Passage extrait |
══════

« Ceux qui ne peuvent se rappeler le passé sont condamnés à le répéter. » – George Santayana
Le Canada connaît une crise du logement. Le prix des logements monte en flèche. Plus d’un million de locataires vivent dans des logements inabordables. Au Canada, on estime qu’au moins 235 000 personnes se retrouvent en situation d’itinérance au cours d’une année. En réponse à cette situation, plusieurs provinces canadiennes développent des agglomérations de minimaisons. Ces projets bénéficient d’un soutien massif du public. Certains ont même été mis en nomination pour des prix. Quel est donc le problème?
Les minimaisons n’ont rien de fondamentalement mauvais. De petites habitations durables présentent de nombreux avantages. Là où ces agglomérations de minimaisons ratent la cible, c’est dans la manière de regrouper les gens. J’ai travaillé pendant dix ans dans le domaine du handicap et je connais très bien ces bonnes intentions qui aboutissent à des résultats néfastes.
Visiblement, les personnes et les organisations qui soutiennent les agglomérations de minimaisons sont bien intentionnées. Lorsqu’un problème se présente (la crise du logement), elles trouvent une solution pour y remédier. Nous avons besoin de plus de gens comme ça dans notre société! Nous devons également savoir d’où nous venons, en particulier lorsqu’il s’agit de soutenir les personnes marginalisées.
Au Canada, nous avons depuis longtemps l’habitude d’aborder les questions sociales sous l’angle de la charité. Les gouvernements ou les organisations fournissent une aide ou un service et s’attendent à ce que les bénéficiaires fassent preuve de reconnaissance, que ce qui a été reçu réponde ou non à leurs désirs et à leurs besoins. Généralement, nous leur fournissons une aide ou un service « dans leur intérêt supérieur », plutôt que de faire confiance aux gens pour qu’ils fassent leurs propres choix.

══════

Liste des données |
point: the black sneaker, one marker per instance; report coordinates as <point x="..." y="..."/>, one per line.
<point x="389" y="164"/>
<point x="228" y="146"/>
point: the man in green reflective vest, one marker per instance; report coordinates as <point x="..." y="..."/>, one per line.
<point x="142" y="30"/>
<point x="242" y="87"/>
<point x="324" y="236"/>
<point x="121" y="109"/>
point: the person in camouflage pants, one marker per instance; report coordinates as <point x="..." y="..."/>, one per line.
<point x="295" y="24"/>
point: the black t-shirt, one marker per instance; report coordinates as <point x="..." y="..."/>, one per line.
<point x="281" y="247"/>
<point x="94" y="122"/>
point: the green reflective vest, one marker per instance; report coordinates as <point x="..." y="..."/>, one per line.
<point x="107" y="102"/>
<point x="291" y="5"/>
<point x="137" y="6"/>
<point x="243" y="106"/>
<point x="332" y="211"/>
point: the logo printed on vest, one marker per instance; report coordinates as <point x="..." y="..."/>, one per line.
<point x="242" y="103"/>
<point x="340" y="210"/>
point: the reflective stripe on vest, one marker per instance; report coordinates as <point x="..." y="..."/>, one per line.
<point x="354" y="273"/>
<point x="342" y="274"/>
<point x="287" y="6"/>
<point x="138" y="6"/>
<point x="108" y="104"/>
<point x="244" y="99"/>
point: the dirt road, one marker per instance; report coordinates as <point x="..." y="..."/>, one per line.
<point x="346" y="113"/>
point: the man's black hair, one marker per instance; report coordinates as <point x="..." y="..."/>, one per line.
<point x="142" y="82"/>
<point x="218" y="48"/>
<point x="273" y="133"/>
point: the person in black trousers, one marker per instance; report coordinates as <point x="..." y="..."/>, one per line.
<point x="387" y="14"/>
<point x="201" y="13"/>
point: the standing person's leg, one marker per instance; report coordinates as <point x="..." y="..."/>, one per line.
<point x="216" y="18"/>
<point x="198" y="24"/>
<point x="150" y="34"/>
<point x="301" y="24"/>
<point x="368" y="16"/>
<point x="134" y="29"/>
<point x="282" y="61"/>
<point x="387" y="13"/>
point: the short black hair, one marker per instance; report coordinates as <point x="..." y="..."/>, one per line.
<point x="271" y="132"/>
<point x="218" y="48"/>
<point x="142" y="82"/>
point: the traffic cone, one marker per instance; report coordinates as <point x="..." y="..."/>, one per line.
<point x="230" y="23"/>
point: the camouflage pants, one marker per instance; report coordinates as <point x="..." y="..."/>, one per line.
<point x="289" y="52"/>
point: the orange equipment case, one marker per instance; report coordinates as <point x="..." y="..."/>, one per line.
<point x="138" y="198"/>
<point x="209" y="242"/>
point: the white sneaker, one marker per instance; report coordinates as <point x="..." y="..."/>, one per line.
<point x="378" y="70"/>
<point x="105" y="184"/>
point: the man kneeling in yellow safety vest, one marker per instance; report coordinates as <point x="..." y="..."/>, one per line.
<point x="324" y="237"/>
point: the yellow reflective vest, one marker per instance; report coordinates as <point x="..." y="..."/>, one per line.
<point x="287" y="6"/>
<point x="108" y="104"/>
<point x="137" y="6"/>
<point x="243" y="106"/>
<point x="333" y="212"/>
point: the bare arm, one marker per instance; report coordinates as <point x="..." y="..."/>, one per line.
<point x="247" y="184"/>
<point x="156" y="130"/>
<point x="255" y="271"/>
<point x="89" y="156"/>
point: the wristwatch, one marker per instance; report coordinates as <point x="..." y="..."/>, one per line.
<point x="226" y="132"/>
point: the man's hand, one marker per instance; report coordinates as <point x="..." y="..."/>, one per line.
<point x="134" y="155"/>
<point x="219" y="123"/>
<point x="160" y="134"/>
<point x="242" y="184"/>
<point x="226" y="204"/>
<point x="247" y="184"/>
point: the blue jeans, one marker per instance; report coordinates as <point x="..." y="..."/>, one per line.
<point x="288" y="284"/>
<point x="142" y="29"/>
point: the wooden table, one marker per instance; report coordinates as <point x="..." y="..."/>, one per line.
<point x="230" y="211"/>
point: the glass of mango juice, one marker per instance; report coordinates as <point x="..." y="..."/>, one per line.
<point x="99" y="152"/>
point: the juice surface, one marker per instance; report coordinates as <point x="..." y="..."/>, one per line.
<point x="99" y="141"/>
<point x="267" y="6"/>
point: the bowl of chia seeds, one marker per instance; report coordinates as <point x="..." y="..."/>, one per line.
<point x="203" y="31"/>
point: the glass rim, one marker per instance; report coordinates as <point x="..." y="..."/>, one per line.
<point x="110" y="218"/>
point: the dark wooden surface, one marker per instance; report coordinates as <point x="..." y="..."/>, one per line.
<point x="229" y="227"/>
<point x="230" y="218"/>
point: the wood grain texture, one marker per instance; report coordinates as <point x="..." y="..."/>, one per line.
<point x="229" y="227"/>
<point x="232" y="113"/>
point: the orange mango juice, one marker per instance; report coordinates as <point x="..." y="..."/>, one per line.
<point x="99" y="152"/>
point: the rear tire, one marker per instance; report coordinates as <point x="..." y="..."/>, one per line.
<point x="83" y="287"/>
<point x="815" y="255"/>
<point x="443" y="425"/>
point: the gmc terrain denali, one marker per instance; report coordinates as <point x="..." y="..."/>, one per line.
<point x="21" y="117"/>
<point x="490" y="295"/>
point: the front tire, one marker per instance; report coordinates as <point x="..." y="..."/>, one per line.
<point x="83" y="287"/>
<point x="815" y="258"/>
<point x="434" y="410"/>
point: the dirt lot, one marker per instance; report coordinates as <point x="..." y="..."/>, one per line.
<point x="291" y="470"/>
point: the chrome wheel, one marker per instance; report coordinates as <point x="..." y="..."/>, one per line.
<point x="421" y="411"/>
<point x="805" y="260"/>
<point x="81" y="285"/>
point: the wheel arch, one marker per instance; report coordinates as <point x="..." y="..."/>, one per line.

══════

Objectif |
Répondez brièvement aux questions suivantes d'après le texte sur les minimaisons.
(a) Combien de personnes, au minimum, se retrouvent en situation d'itinérance au Canada au cours d'une année ?
(b) Pendant combien de temps la personne qui écrit a-t-elle travaillé dans le domaine du handicap ?
(c) Sous quel angle aborde-t-on depuis longtemps les questions sociales au Canada ?

Tâche accomplie |
(a) Au moins 235 000 personnes.
(b) Pendant dix ans.
(c) Sous l'angle de la charité.